GIVEN PROBLEM: Please return the data below word for word, starting at its first line and ending at the line that contains "column 738, row 739", with both of those lines included.

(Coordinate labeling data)
◇ ◇ ◇

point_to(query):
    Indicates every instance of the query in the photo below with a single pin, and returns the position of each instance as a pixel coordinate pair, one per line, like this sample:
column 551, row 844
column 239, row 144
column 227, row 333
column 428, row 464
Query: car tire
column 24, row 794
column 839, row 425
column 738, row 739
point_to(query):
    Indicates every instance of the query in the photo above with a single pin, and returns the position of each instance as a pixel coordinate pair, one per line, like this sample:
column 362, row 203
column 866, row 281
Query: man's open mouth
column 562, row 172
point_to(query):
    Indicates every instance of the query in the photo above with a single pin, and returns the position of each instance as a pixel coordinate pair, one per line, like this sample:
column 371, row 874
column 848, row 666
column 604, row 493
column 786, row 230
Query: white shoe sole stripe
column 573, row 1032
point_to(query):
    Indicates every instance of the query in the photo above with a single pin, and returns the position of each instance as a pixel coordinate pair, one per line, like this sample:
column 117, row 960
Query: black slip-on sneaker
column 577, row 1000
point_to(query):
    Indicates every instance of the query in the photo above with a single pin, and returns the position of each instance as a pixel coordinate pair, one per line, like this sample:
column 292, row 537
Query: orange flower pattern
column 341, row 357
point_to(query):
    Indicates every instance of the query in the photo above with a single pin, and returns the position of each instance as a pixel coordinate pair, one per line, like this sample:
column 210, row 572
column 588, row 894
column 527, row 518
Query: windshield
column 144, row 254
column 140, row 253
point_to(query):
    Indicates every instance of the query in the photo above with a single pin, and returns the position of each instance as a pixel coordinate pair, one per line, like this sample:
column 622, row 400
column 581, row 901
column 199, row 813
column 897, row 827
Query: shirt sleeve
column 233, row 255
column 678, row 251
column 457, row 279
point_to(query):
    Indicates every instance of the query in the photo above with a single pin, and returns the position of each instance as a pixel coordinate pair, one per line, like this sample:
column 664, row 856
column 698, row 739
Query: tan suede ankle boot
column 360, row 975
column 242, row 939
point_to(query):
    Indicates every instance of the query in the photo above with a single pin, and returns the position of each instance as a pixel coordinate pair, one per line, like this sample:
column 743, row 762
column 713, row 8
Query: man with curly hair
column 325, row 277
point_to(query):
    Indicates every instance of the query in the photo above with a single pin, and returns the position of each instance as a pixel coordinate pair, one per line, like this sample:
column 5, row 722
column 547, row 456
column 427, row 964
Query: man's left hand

◇ ◇ ◇

SOLUTION TO THE EXERCISE:
point_to(query):
    Indicates every instance of the query in the photo below with a single pin, and returns the position of each instance as a pixel coordinate pair, one per line, like this sample:
column 551, row 844
column 239, row 144
column 227, row 333
column 428, row 464
Query: car tire
column 24, row 794
column 839, row 425
column 738, row 739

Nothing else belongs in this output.